### [EXTRACT]

+++

The Drug Enforcement Administration, Victim Witness Assistance Program (DEA-VWAP) was implemented as a result of victims' rights laws which provide for fair and just treatment of crime victims. The Attorney General Guidelines for Victim Witness Assistance provides additional guidance for federal law enforcement agencies.
The DEA-VWAP is managed from the Office of Congressional & Public Affairs, Washington, D.C. DEA Headquarters VWAP staff provides the following: (1) victim witness training, guidance and case by case assistance to DEA domestic and international offices; (2) coordination with federal, state and local law enforcement (3) and collaboration with national, state and local victim organizations.
In the DEA Field Divisions, the Special Agent in Charge (SAC) is the responsible official for ensuring compliance of the VWAP.

+++

Entries drawn from a collection
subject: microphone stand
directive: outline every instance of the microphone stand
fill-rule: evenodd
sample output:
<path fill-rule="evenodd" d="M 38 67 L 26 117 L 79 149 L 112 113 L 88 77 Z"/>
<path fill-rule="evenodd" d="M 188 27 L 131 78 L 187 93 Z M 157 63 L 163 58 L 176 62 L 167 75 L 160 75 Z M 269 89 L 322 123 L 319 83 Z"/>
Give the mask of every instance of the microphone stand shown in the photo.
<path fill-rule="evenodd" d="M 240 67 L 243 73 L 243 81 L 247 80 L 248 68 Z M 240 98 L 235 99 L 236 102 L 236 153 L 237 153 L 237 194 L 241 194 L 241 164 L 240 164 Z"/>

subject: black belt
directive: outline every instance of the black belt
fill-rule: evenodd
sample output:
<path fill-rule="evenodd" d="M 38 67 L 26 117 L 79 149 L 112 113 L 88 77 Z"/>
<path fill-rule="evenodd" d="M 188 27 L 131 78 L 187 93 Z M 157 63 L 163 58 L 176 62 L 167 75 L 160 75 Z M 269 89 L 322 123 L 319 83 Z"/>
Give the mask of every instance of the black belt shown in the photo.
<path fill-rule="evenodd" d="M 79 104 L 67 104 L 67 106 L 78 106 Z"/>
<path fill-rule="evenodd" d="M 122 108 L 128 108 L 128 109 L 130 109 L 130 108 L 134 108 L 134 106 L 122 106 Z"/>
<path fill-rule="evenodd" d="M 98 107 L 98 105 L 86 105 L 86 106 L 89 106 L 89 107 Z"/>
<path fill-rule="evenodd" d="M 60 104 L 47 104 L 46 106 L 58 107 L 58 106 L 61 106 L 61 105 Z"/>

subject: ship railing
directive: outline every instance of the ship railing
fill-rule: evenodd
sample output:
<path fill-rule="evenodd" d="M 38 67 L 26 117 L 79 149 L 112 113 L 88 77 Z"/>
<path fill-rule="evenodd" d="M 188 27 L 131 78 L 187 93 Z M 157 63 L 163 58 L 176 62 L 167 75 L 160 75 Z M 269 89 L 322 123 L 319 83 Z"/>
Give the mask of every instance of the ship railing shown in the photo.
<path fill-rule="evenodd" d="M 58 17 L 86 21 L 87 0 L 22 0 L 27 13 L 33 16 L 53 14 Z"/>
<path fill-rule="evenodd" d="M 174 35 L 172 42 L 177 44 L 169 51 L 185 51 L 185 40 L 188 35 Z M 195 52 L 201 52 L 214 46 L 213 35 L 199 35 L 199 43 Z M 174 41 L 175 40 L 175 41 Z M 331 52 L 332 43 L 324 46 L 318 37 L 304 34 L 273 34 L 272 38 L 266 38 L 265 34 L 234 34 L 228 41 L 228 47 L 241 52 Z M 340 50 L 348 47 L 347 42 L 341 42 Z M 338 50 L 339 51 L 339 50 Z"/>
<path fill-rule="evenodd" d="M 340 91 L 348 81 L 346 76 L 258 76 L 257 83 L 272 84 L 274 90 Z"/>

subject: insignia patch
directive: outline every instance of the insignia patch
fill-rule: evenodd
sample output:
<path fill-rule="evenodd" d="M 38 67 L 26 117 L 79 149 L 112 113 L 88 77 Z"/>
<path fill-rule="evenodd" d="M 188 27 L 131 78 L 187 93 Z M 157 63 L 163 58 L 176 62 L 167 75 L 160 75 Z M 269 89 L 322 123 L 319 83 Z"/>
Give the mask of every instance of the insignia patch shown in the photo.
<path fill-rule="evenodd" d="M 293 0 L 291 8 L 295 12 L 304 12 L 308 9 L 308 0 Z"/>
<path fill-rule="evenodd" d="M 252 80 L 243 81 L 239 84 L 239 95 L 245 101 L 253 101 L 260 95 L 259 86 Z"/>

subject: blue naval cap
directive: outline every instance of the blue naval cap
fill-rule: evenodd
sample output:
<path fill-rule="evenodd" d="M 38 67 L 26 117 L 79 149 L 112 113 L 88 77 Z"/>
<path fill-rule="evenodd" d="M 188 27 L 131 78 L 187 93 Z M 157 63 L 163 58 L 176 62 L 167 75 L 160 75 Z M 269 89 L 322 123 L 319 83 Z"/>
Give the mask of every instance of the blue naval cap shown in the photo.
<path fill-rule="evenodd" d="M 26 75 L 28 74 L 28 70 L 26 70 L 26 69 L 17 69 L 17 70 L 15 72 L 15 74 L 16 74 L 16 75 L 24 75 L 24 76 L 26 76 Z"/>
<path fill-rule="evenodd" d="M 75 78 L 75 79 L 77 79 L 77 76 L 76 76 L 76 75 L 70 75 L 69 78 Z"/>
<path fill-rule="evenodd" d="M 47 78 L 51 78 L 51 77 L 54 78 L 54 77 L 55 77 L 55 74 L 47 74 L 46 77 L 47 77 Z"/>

+++

### [WORK INSTRUCTION A]
According to the text on the DEA Victim Witness Assistance Program, who is responsible for ensuring compliance with the program in the DEA Field Divisions?
### [WORK INSTRUCTION B]
Recast the paragraph of the DEA Victim Witness Assistance Program text that begins "The DEA-VWAP is managed from" as a short list, keeping its main facts.
### [WORK INSTRUCTION C]
Extend the text on the DEA Victim Witness Assistance Program by continuing it after its final sentence.

### [ANSWER BOX A]
The Special Agent in Charge (SAC) is responsible.

### [ANSWER BOX B]
- The DEA-VWAP is managed from the Office of Congressional & Public Affairs in Washington, D.C.
- DEA Headquarters VWAP staff provides victim witness training, guidance and case by case assistance to DEA domestic and international offices.
- The staff coordinates with federal, state and local law enforcement.
- The staff collaborates with national, state and local victim organizations.

### [ANSWER BOX C]
There is a Victim Witness Coordinator (collateral duty) in each of the 21 Field Divisions; the Office of Training, Aviation Division and Special Operations Division. As appropriate, the Victim Witness Coordinator provides services and notification to crime victims identified in DEA investigations; works with prosecutors, victim advocates, social service components and/or other victim service providers. In addition, there are approximately 150 Victim Witness Coordinators (collateral duty) designated in the Field Division’s District, Resident and Post of Duty Offices who assist crime victims identified in DEA investigations, coordinate with local prosecutors, victim advocates, social service components and the Field Division Victim Witness Coordinator.
The DEA-VWAP exists to ensure victims of crime identified in DEA investigations receive the information and services as required by federal law and the Attorney General Guidelines for Victim Witness Assistance.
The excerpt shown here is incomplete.